# [Stated task A]
Copy the passage on controlling water flow to outlets word for word, in its entirety.

# [Excerpted passage]
The processor is also provided with some rules concerning preferred flow rates and, optionally, flow durations, based on the type of outlet (bath tap, kitchen tap, basin tap, cloakroom tap) and its location (main bathroom, en-suite, child's room, adult's room, cloakroom, kitchen, for example), and use these rules, along with the outlet identity recognised from the detected flow characteristics, to determine a target flow rate. The targeted flow rate is then imposed by the system controller 140 by controlling the relevant flow controller 115, and preferably monitored by the corresponding flow measurement device 110. In this way, by controlling at least one flow regulator, based on the identification of the relevant outlet, the processor 140 is able control a supply of water to the identified controllable water outlet.
Each of the respective flow characteristic may include a respective stable flow rate. The method may then further comprise configuring the processor 140 to control the at least one flow regulator 115 to impose at least a 10% cut in the flow rate to each of each of the plurality of controllable water outlets, based on the respective stable flow rate. Optionally, the method may further comprise configuring the processor 140 to control the at least one flow regulator 115 to impose at least a 10% cut in the flow rate, based on respective stable flow rate, to any of the plurality of controllable water outlets whose respective stable flow rate is greater than 7 litres per minute. This is of particular application for taps that serve basins in bathrooms, en suites, and most particularly cloakrooms, where taps are often largely used to provide water for handwashing—which can be achieved effectively with quite modest flow rates.

# [Task inputs]
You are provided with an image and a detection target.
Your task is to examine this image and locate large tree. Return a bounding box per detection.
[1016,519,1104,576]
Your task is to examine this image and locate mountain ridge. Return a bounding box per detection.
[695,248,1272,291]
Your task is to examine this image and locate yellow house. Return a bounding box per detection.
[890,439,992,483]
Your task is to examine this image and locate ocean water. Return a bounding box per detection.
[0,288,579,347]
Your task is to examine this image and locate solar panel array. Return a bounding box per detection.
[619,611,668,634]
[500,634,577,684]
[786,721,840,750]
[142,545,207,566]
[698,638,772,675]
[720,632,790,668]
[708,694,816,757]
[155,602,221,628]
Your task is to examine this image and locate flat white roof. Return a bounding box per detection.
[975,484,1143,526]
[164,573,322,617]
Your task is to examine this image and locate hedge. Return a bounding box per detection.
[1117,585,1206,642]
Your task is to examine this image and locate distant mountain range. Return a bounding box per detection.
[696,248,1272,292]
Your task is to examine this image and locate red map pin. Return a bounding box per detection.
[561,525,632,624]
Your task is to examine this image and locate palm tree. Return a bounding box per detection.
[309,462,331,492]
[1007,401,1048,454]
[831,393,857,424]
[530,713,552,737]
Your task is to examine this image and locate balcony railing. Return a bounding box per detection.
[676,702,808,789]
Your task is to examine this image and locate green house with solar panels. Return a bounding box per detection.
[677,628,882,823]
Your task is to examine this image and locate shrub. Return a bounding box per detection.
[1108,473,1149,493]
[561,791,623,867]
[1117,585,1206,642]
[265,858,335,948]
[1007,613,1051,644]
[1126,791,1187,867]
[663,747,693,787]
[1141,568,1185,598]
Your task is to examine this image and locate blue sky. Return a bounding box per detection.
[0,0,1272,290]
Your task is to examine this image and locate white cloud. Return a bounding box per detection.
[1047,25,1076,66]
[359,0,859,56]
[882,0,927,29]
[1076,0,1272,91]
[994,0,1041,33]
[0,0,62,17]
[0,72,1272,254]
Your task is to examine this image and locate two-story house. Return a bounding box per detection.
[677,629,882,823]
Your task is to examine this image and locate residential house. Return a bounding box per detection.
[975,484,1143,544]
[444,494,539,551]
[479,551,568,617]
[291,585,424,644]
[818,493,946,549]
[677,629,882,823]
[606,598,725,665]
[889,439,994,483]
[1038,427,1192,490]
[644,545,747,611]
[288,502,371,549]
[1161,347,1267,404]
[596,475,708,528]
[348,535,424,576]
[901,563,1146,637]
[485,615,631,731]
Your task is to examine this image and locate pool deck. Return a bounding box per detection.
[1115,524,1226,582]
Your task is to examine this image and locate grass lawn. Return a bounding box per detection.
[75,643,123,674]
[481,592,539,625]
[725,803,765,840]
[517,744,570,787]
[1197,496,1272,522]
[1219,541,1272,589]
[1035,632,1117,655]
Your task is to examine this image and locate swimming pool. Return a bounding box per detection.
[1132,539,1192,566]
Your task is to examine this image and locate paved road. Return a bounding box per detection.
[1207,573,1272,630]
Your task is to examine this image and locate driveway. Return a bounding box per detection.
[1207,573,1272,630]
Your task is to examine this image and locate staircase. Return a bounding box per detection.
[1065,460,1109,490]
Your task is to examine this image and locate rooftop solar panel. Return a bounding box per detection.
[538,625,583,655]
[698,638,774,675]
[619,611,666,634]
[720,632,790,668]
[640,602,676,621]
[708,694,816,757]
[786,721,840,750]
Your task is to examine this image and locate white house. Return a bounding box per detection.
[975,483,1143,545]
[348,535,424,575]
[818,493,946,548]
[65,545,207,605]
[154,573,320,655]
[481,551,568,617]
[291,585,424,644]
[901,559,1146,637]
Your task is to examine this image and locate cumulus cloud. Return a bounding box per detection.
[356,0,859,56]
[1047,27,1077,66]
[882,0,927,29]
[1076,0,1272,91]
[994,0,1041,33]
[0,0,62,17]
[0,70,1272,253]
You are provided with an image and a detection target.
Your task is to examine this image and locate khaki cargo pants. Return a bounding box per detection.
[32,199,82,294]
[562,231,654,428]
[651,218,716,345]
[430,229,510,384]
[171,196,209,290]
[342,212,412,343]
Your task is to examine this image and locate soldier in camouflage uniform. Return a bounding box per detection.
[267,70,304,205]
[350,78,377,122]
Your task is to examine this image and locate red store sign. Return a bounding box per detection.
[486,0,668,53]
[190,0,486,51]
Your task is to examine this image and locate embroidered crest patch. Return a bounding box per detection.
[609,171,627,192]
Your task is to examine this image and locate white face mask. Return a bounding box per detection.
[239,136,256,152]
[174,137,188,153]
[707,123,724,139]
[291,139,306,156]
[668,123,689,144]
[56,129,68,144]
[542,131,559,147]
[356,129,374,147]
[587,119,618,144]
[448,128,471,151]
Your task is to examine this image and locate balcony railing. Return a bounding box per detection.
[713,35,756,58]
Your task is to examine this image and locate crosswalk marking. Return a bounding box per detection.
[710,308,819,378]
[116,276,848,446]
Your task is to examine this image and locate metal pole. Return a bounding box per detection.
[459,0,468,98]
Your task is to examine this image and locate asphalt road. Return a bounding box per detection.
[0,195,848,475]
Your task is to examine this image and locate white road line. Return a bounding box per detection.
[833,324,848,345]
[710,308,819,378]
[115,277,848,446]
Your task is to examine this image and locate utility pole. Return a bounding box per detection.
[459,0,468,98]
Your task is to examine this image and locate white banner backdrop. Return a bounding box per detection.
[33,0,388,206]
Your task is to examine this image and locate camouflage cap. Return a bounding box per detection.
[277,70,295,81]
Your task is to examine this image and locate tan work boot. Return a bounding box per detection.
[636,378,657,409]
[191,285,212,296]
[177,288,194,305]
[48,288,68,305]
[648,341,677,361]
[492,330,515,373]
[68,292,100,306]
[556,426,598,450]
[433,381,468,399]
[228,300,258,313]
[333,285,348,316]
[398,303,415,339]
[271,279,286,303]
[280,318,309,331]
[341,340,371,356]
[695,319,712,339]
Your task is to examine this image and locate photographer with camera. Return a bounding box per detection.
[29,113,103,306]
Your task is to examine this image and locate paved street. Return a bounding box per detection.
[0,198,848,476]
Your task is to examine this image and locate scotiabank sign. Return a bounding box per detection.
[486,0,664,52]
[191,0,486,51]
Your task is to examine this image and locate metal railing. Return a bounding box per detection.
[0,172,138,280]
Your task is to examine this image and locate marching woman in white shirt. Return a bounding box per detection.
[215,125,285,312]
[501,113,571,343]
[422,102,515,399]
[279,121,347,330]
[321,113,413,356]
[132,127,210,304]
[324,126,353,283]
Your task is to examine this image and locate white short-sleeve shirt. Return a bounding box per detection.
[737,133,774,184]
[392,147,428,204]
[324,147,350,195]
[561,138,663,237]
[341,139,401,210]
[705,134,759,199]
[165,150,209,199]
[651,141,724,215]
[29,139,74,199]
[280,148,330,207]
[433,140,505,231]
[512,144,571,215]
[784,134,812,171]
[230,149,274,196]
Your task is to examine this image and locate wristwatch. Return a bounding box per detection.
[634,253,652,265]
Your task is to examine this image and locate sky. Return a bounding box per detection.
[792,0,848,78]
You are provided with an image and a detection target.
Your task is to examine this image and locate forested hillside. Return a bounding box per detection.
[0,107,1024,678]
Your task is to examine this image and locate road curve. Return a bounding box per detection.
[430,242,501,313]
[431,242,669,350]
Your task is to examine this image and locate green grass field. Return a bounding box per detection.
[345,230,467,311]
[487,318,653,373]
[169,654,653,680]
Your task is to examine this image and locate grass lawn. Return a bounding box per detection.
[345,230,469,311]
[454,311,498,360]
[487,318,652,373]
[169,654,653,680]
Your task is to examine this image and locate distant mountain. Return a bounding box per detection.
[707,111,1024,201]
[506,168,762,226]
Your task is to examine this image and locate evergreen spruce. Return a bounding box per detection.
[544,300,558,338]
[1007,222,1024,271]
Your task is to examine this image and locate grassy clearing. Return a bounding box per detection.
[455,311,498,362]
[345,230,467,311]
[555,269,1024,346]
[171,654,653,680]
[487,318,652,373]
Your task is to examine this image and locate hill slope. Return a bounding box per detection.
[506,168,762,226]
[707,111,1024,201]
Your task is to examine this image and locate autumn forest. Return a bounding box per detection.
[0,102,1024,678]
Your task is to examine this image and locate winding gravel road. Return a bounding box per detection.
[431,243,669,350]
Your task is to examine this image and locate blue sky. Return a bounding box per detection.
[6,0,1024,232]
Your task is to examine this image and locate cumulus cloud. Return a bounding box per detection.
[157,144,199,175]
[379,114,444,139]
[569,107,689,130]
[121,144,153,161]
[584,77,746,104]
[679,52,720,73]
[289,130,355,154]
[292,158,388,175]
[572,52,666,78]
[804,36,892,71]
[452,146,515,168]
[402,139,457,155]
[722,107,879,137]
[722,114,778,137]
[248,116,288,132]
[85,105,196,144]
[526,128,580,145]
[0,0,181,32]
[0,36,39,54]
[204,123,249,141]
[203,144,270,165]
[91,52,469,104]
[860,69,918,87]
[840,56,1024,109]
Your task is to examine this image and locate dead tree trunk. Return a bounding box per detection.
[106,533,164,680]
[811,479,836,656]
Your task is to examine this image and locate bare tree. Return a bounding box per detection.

# [Stated task B]
Repeat, word for word, the lines of the records between the line containing "Your task is to examine this image and locate palm" and the line containing "[1141,568,1185,598]", inclusive, and nothing else.

# [Finished answer A]
The processor is also provided with some rules concerning preferred flow rates and, optionally, flow durations, based on the type of outlet (bath tap, kitchen tap, basin tap, cloakroom tap) and its location (main bathroom, en-suite, child's room, adult's room, cloakroom, kitchen, for example), and use these rules, along with the outlet identity recognised from the detected flow characteristics, to determine a target flow rate. The targeted flow rate is then imposed by the system controller 140 by controlling the relevant flow controller 115, and preferably monitored by the corresponding flow measurement device 110. In this way, by controlling at least one flow regulator, based on the identification of the relevant outlet, the processor 140 is able control a supply of water to the identified controllable water outlet.
Each of the respective flow characteristic may include a respective stable flow rate. The method may then further comprise configuring the processor 140 to control the at least one flow regulator 115 to impose at least a 10% cut in the flow rate to each of each of the plurality of controllable water outlets, based on the respective stable flow rate. Optionally, the method may further comprise configuring the processor 140 to control the at least one flow regulator 115 to impose at least a 10% cut in the flow rate, based on respective stable flow rate, to any of the plurality of controllable water outlets whose respective stable flow rate is greater than 7 litres per minute. This is of particular application for taps that serve basins in bathrooms, en suites, and most particularly cloakrooms, where taps are often largely used to provide water for handwashing—which can be achieved effectively with quite modest flow rates.

# [Finished answer B]
Your task is to examine this image and locate palm tree. Return a bounding box per detection.
[309,462,331,492]
[1007,401,1048,454]
[831,393,857,424]
[530,713,552,737]
Your task is to examine this image and locate balcony railing. Return a bounding box per detection.
[676,702,808,789]
Your task is to examine this image and locate green house with solar panels. Return a bounding box per detection.
[677,628,882,823]
Your task is to examine this image and locate shrub. Return a bounding box per detection.
[1108,473,1149,493]
[561,791,623,867]
[1117,585,1206,642]
[265,858,335,948]
[1007,613,1051,644]
[1126,791,1187,867]
[663,747,693,787]
[1141,568,1185,598]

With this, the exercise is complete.